TO-DO LIST
(1) According to the passage on employment trends, what proportion of men aged 55-64 are outside the labor market today?
(2) Reproduce the passage on employment trends word for word, from "2.18 The growth" to "are in work.".

QUOTED PASSAGE
************
2.18 The growth in the numbers on long-term sickness and disability benefits is an element of the sharp fall in the labour market participation of older men. The proportion of men aged 55-64 who are outside the labour market has risen from 14 per cent in 1977 to 37 per cent today. If there were the same proportion of working-age men in employment now as 20 years ago, overall employment would be nearly a million higher. Much of this non-participation by older men will be voluntary, and a response to the availability of early retirement packages. But if it were entirely voluntary, we might expect those with higher skills and pay to be most likely to leave the labour market. But in fact the trend has been concentrated on those with lowest skills; often after displacement from a declining industry. Only 54 per cent of men over 50 with no qualifications are in work.
2.19 These trends in individuals' unemployment and labour market participation have important implications when viewed across households. Lack of employment is increasingly concentrated in particular households. The Labour Force Survey(6) suggests that, of households with adult members of working age, 3½ million (18½ per cent) are without work. Working-age, workless households contain about 5 million adults and 2.7 million children. The strengthening recovery has at last started to bring the number down from its peak in Spring 1996, when 1 in 5 working age households had no one in work. But, despite the fact that the UK has a relatively high overall employment rate, the number of workless households are higher than in most other developed countries - shown in chart 2.4.
************
SOURCE DATA
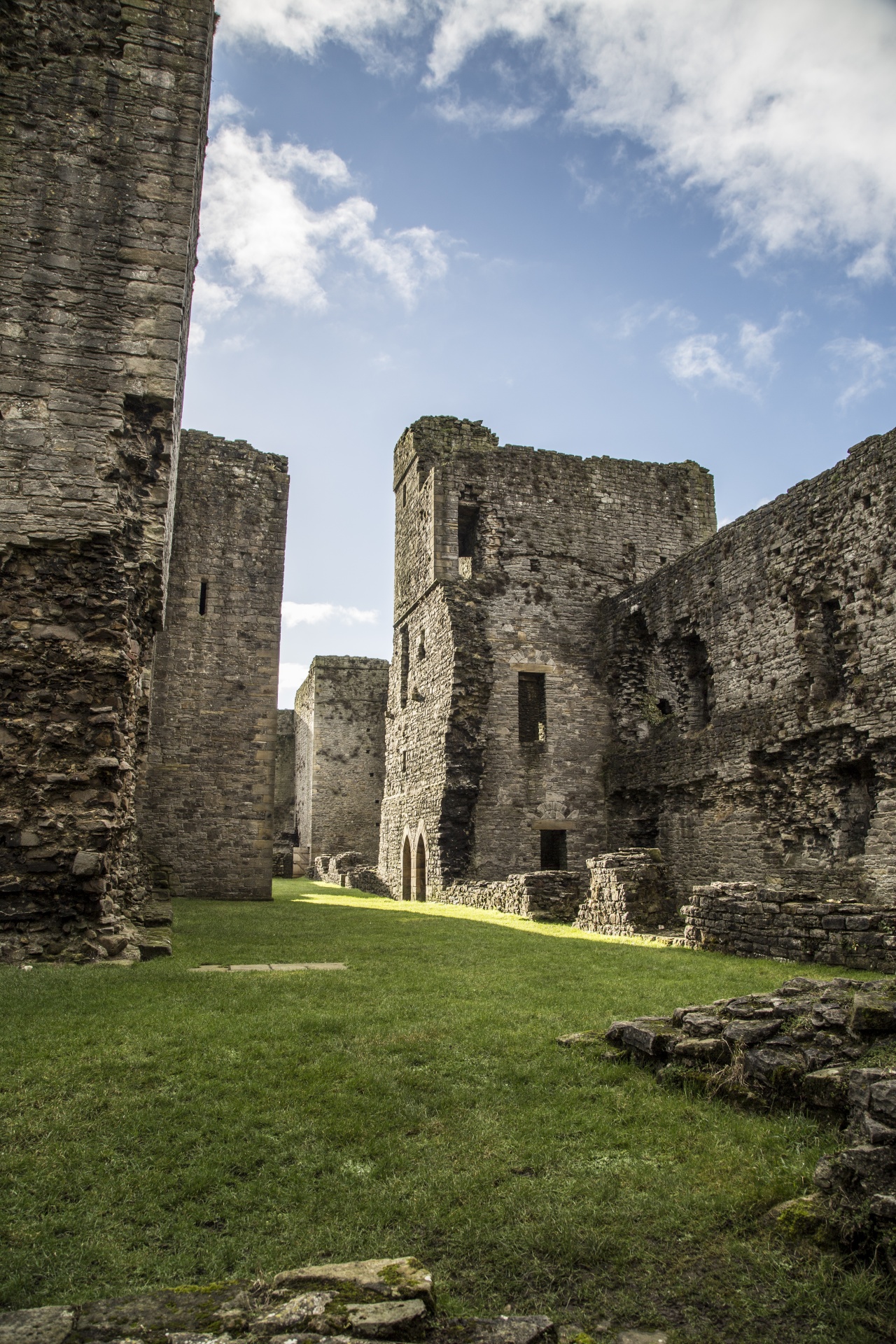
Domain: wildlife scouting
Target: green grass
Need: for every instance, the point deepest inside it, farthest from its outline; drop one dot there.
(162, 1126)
************
EXERCISE RESULTS
(1) 37 percent

(2)
2.18 The growth in the numbers on long-term sickness and disability benefits is an element of the sharp fall in the labour market participation of older men. The proportion of men aged 55-64 who are outside the labour market has risen from 14 per cent in 1977 to 37 per cent today. If there were the same proportion of working-age men in employment now as 20 years ago, overall employment would be nearly a million higher. Much of this non-participation by older men will be voluntary, and a response to the availability of early retirement packages. But if it were entirely voluntary, we might expect those with higher skills and pay to be most likely to leave the labour market. But in fact the trend has been concentrated on those with lowest skills; often after displacement from a declining industry. Only 54 per cent of men over 50 with no qualifications are in work.